→ **ACTIVITY**: Lines with the word "nose" are the answer; copy each of them from the data below.

→ **MATERIAL FOR THIS EXERCISE**:
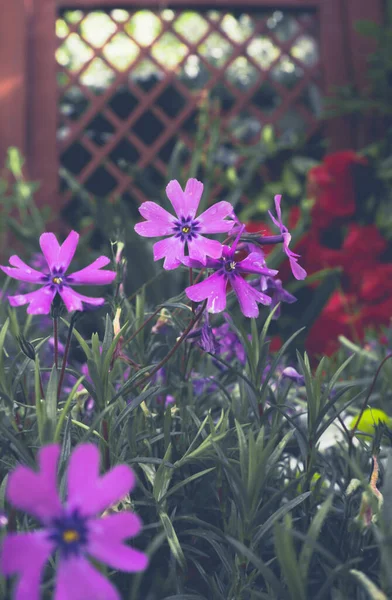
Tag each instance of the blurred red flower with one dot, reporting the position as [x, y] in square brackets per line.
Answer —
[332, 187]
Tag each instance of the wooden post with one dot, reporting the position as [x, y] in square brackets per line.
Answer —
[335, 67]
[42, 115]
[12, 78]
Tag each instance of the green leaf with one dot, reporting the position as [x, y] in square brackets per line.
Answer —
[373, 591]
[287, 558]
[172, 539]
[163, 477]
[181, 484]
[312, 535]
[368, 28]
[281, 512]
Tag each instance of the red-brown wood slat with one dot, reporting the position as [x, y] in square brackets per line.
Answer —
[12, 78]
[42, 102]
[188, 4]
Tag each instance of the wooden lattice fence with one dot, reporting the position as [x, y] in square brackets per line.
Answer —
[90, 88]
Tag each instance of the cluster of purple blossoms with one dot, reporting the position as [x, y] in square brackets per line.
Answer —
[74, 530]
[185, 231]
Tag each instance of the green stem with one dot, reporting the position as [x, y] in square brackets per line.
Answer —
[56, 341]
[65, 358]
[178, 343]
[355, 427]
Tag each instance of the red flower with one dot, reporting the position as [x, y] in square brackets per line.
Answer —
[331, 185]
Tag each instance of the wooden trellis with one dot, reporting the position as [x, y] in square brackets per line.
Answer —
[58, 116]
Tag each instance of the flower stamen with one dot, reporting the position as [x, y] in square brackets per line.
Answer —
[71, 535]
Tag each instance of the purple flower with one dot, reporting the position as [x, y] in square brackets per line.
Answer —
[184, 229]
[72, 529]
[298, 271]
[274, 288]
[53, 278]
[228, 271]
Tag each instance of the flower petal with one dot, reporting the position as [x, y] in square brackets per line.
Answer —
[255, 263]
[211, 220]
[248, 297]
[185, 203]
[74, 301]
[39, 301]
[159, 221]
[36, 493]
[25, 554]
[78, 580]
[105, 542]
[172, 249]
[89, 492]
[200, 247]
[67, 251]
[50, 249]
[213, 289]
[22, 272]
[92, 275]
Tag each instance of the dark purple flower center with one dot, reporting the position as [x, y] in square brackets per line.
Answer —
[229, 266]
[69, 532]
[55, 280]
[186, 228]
---
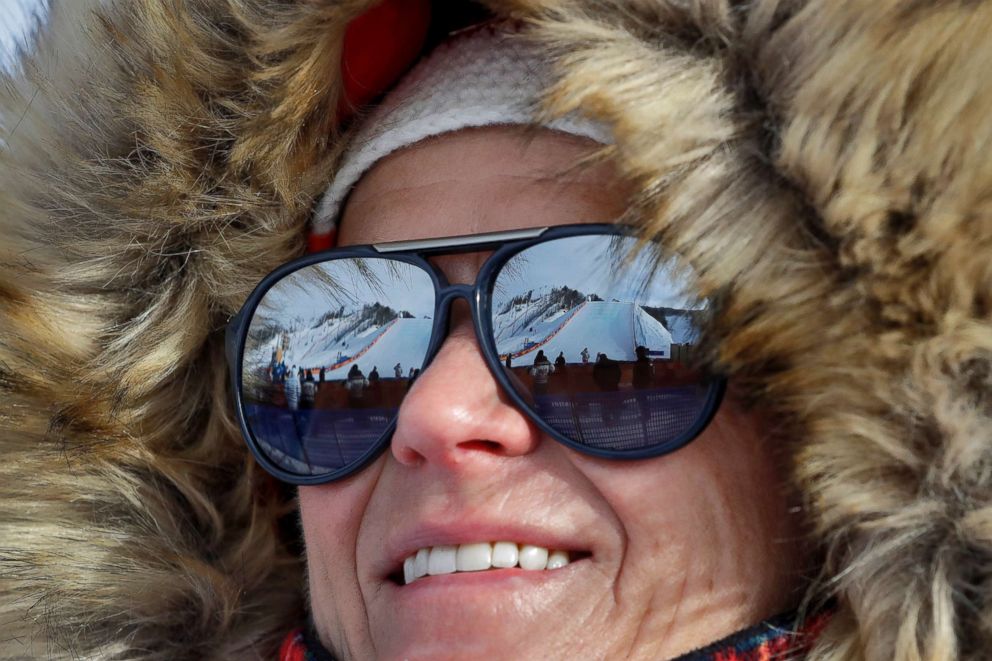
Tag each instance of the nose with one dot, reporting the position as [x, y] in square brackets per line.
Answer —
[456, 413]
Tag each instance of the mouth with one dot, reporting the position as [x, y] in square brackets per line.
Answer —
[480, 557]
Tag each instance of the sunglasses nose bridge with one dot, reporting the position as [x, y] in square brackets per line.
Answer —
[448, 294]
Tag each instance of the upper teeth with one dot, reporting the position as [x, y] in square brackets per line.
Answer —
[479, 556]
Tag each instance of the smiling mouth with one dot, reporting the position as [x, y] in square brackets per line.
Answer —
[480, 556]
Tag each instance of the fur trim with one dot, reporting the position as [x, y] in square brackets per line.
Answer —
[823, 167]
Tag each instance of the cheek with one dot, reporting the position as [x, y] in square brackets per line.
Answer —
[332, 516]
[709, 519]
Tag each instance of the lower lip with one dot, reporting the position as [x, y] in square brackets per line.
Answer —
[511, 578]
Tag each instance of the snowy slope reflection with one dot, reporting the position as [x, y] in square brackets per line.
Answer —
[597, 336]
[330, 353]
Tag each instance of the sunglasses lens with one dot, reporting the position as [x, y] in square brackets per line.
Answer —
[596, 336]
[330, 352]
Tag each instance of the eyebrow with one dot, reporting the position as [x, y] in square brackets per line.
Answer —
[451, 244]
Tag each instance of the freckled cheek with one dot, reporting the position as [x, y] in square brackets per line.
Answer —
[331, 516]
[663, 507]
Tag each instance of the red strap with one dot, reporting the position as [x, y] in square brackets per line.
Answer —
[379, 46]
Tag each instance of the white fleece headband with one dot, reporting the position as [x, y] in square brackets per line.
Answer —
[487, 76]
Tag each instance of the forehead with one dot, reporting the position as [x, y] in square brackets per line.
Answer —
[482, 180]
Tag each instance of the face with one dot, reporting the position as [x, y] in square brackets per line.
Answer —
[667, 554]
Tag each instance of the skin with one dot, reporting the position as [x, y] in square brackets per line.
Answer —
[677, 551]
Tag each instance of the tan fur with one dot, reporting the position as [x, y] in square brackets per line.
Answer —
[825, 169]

→ **EXERCISE SOLUTION**:
Tag each instance of the nose with one dot, reporting the position as [x, y] in square brackets per line.
Tag each instance of the sunglasses nose bridge with one dot, reporting the position as [x, y] in square brackets per line.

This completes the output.